_EXERCISE AIM_: Locate each line in the rows below that contains the string "facade", and copy those lines.

_MATERIAL FOR THIS EXERCISE_:

##############################

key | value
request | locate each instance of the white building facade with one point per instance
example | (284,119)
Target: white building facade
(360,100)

##############################

_COMPLETED EXERCISE_:
request | locate each instance of the white building facade with one point per instance
Target: white building facade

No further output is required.